**Instructions to follow:**
Please rewrite the lines below as a numbered list, beginning at the line that contains "Practice step: locate the green" and stopping after the line that contains "x=958, y=539". Leave out any blank lines and include only those lines.
+++
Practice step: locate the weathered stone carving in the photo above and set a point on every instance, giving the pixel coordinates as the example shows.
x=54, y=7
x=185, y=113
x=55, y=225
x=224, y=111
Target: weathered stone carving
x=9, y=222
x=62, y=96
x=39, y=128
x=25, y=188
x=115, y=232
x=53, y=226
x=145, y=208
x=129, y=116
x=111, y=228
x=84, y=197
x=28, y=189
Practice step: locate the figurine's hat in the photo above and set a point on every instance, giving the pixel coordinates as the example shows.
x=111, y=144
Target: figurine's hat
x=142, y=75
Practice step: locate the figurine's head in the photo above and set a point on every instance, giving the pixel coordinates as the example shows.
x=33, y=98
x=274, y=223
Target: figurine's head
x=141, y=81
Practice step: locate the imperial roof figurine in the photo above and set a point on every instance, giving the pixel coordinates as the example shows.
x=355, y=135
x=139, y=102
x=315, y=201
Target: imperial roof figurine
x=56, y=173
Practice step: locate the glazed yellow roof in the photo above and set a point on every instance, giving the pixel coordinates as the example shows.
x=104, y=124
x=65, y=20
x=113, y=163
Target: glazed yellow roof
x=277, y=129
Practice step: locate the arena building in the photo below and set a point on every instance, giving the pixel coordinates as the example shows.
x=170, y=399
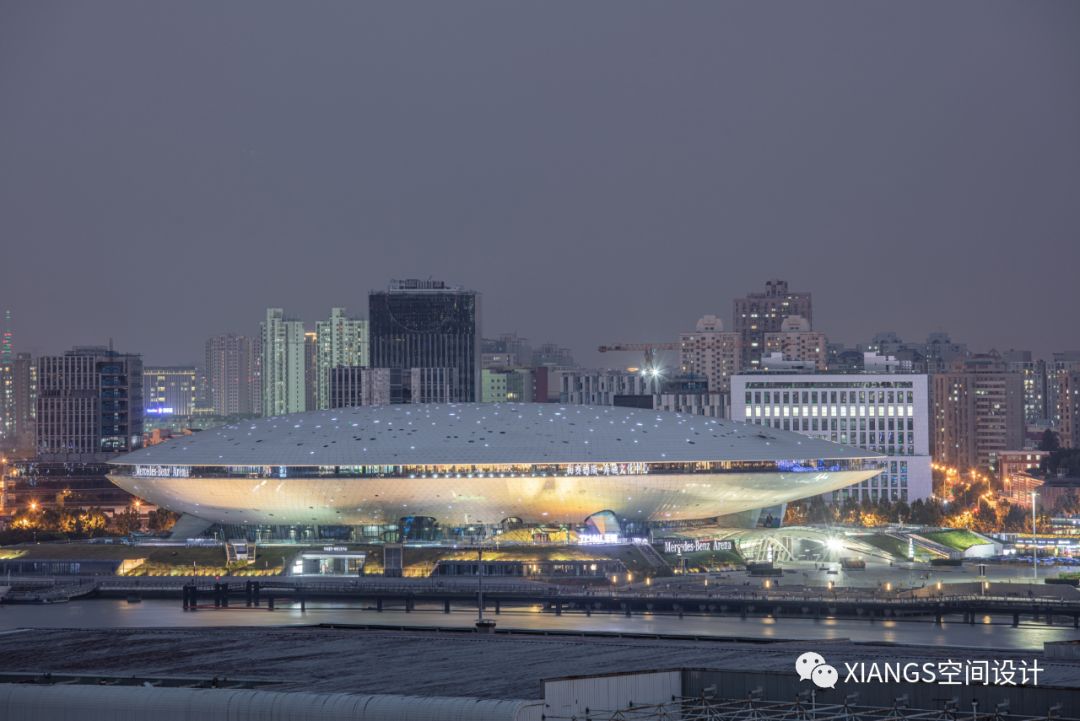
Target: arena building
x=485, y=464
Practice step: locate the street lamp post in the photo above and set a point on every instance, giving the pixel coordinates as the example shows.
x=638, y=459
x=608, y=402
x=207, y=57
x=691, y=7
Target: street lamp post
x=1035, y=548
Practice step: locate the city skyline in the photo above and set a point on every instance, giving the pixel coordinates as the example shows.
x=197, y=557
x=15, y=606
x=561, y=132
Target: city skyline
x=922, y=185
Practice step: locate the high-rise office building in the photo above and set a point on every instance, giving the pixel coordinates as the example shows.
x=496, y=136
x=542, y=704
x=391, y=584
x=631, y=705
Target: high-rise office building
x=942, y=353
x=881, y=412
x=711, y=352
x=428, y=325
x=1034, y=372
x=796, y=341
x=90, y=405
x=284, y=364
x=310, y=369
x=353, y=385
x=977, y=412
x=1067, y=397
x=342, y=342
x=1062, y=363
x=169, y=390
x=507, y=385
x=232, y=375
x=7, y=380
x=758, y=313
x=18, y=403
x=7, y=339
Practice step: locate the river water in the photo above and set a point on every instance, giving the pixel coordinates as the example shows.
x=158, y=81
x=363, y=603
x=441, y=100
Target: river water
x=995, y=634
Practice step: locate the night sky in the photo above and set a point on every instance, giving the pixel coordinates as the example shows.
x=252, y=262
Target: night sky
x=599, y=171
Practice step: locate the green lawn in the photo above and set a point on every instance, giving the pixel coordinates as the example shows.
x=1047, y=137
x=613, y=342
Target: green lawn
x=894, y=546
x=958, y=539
+++
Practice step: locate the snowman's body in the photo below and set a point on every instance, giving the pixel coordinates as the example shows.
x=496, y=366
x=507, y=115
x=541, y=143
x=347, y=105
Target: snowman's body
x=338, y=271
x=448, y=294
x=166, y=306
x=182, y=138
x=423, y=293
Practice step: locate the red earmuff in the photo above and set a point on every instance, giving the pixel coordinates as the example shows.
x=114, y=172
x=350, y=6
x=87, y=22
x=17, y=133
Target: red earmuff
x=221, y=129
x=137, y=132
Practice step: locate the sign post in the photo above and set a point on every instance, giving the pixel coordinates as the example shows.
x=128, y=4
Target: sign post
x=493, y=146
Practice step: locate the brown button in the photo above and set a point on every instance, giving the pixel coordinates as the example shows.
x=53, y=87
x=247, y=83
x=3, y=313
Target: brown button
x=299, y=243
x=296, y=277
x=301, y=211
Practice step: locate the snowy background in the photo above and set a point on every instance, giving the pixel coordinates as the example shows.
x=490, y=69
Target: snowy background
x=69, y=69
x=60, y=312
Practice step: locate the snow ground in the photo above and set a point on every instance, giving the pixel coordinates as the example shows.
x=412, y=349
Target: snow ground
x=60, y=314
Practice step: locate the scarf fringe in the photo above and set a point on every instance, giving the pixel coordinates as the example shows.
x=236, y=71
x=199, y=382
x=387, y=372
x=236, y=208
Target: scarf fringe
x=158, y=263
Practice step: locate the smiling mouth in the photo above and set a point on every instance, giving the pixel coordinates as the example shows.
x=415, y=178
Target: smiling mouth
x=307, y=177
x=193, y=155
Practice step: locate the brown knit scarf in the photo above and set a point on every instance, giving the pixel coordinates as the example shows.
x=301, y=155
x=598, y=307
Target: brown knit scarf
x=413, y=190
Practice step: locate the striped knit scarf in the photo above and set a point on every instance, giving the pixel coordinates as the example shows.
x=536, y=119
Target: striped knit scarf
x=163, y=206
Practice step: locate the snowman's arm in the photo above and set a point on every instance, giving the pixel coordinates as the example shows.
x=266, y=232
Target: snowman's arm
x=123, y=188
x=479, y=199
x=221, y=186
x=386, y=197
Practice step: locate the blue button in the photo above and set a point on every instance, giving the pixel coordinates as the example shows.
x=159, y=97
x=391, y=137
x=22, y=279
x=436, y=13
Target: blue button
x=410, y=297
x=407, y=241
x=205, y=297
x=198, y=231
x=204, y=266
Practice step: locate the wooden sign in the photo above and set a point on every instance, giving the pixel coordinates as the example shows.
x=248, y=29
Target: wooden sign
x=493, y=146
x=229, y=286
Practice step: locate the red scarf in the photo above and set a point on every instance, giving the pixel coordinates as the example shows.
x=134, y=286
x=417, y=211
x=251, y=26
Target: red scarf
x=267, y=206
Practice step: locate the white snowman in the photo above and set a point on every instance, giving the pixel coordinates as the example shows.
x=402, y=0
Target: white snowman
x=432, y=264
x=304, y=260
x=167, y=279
+++
**Finished task:**
1. Practice step: locate the green lawn in the photo above and set a point on every instance, giving the pixel coordinates as the example shows.
2. x=1047, y=137
3. x=613, y=342
4. Target: green lawn
5. x=894, y=546
6. x=958, y=539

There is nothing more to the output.